#### [PROBLEM REQUIREMENTS]
Could you print all of the data below again, exactly?

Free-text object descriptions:
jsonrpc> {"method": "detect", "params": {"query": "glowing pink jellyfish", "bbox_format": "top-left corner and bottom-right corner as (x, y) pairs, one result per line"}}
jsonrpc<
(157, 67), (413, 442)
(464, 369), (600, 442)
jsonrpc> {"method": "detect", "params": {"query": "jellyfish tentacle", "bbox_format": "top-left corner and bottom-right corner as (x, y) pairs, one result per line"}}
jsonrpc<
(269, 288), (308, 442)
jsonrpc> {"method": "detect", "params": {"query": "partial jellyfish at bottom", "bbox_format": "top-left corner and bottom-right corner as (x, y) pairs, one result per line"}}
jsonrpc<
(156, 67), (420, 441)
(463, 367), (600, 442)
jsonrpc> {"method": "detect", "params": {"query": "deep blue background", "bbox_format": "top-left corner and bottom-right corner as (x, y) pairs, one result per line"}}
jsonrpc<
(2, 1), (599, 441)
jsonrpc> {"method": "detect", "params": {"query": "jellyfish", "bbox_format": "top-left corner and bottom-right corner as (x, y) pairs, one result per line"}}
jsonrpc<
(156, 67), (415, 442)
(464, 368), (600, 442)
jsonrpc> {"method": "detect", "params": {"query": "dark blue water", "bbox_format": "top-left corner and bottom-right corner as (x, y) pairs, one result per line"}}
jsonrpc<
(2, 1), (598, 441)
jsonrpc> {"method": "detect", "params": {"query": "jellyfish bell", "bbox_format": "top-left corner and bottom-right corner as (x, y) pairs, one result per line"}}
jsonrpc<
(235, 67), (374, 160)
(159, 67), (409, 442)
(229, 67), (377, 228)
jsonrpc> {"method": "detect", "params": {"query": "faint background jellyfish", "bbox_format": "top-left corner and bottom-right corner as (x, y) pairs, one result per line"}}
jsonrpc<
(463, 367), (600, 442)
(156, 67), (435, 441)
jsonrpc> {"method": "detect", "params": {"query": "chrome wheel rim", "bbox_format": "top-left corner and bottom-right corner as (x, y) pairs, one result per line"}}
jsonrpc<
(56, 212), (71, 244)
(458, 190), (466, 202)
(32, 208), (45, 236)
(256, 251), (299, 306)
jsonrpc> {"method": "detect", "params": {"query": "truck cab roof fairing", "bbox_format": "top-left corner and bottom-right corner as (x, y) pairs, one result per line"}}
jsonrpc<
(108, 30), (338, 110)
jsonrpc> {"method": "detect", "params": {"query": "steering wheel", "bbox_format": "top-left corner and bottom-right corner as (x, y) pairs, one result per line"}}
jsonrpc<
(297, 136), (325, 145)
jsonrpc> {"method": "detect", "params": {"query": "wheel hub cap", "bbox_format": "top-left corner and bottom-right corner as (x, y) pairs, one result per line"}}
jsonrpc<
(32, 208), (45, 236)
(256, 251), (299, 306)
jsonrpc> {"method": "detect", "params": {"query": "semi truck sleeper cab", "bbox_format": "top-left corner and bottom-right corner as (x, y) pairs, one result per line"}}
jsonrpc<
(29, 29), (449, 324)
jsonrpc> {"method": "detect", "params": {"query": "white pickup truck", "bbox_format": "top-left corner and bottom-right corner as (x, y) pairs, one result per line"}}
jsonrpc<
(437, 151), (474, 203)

#### [EXERCISE RESULT]
jsonrpc> {"method": "detect", "params": {"query": "glowing pink jellyfish", "bbox_format": "top-left corner and bottom-right corner as (x, y) pairs, one result per line"}}
jsonrpc<
(157, 67), (413, 442)
(464, 369), (600, 442)
jsonrpc> {"method": "detect", "params": {"query": "jellyfish tentacle", "bbox_format": "top-left corner and bottom-right corner as (x, y) pairs, one result per line"}}
jsonrpc<
(269, 288), (308, 442)
jsonrpc> {"method": "detect", "params": {"query": "partial jellyfish at bottom", "bbox_format": "top-left corner and bottom-right corner as (x, y) pairs, one result per line"}}
jsonrpc<
(156, 67), (420, 441)
(463, 367), (600, 442)
jsonrpc> {"method": "detect", "params": {"query": "deep blue background", "bbox_format": "top-left corner and bottom-right corner as (x, y) pairs, one result per line"}}
jsonrpc<
(2, 1), (599, 441)
jsonrpc> {"method": "detect", "params": {"query": "jellyfish", "bbox_format": "top-left corner and bottom-right corner as (x, y) pairs, one result per line"}}
jsonrpc<
(156, 67), (415, 442)
(464, 368), (600, 442)
jsonrpc> {"method": "detect", "params": {"query": "dark blue water", "bbox_format": "top-left corner and bottom-right corner as (x, y) pairs, one result per line"}}
jsonrpc<
(2, 1), (598, 441)
jsonrpc> {"method": "detect", "params": {"query": "jellyfish bell", "bbox_format": "top-left corner and bottom-right corner as (x, y) pairs, one result per line"}}
jsonrpc<
(235, 67), (374, 160)
(159, 67), (409, 442)
(229, 67), (377, 228)
jsonrpc> {"method": "detect", "params": {"query": "faint background jellyfish", "bbox_format": "top-left corner and bottom-right corner as (x, y) pairs, one result per line"}}
jsonrpc<
(463, 367), (600, 442)
(156, 67), (435, 441)
jsonrpc> {"method": "detect", "params": {"query": "chrome wheel rim", "bbox_format": "top-left corner and bottom-right corner as (x, y) pairs, one result per line"}}
jsonrpc<
(56, 212), (71, 244)
(458, 190), (466, 202)
(32, 208), (45, 236)
(256, 251), (299, 306)
jsonrpc> {"method": "detect", "params": {"query": "truck cab roof fairing", "bbox_format": "top-left corner and bottom-right corner as (x, y) pairs, one result per line"}}
jsonrpc<
(108, 30), (338, 110)
jsonrpc> {"method": "detect", "params": {"query": "steering wheel", "bbox_format": "top-left corner and bottom-right corner as (x, y) pairs, one result per line"}}
jsonrpc<
(297, 136), (325, 145)
jsonrpc> {"method": "detect", "params": {"query": "wheel hub cap", "bbox_format": "top-left corner and bottom-right corner as (x, y) pairs, one result per line"}}
jsonrpc<
(32, 208), (45, 236)
(256, 251), (299, 306)
jsonrpc> {"method": "detect", "params": {"query": "semi truck sleeper cab", "bbox_format": "top-left corner and bottom-right corner as (x, y) pairs, one result per line"}}
jsonrpc<
(29, 29), (449, 324)
jsonrpc> {"method": "detect", "params": {"query": "white pickup truck", "bbox_format": "top-left corner and bottom-right corner as (x, y) pairs, one result per line"}}
jsonrpc<
(437, 151), (474, 203)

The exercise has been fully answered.